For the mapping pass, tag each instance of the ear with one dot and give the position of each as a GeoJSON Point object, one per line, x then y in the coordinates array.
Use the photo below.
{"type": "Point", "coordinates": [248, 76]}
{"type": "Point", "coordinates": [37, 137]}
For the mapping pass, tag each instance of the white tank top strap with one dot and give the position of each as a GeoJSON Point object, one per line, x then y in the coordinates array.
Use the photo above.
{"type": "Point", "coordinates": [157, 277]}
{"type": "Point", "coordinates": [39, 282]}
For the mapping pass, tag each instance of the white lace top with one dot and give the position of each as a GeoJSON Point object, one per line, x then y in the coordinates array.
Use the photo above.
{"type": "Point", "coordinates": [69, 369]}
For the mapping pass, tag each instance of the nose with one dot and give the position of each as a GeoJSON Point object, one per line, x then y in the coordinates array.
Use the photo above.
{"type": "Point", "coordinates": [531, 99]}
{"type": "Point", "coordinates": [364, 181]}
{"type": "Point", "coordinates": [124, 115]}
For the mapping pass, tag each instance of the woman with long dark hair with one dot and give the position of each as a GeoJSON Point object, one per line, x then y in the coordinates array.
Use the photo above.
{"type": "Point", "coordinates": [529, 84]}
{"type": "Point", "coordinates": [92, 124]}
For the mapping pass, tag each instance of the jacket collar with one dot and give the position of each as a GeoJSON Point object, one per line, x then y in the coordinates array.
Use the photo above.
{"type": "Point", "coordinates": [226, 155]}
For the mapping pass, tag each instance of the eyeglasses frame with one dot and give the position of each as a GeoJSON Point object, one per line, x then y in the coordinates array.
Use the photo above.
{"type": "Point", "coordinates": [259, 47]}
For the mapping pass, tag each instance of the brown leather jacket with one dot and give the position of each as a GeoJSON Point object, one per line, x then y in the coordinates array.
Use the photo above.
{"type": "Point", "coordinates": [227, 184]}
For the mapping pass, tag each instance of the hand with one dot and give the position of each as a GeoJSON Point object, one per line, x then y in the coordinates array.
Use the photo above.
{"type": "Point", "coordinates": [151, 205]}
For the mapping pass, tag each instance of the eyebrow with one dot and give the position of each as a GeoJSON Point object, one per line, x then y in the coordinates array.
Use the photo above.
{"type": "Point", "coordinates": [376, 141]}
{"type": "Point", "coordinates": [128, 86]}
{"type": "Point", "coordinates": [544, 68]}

___

- [To be done] Copy the rows above verbatim, from the line containing "For the mapping pass, tag each instance of the jacket" through the last line of the rows, both included.

- [Task answer]
For the mapping pass, tag each instance of the jacket collar with one dot and give the position of each as a GeoJSON Point object, one per line, x then y in the coordinates array.
Use the photo above.
{"type": "Point", "coordinates": [226, 155]}
For the mapping pass, tag each instance of the eyeglasses frame with one dot and give the position of each as a GeoJSON Point object, one per line, x then y in the coordinates array.
Use the photo above.
{"type": "Point", "coordinates": [259, 47]}
For the mapping pass, tag each instance of the brown leather jacket with one dot and give the position of each as a GeoJSON Point object, one per line, x then y in the coordinates array.
Use the photo above.
{"type": "Point", "coordinates": [227, 184]}
For the mapping pass, tag each instance of the hand with one dot and give the position of each as a GeoJSON Point object, one per line, x then y in the coordinates array.
Use the photo above.
{"type": "Point", "coordinates": [151, 205]}
For the mapping pass, tag each instance of the eyebrow with one dot and give the position of each as a GeoJSON Point object, one per line, x then y in the coordinates array.
Use the photo above.
{"type": "Point", "coordinates": [376, 141]}
{"type": "Point", "coordinates": [128, 86]}
{"type": "Point", "coordinates": [544, 68]}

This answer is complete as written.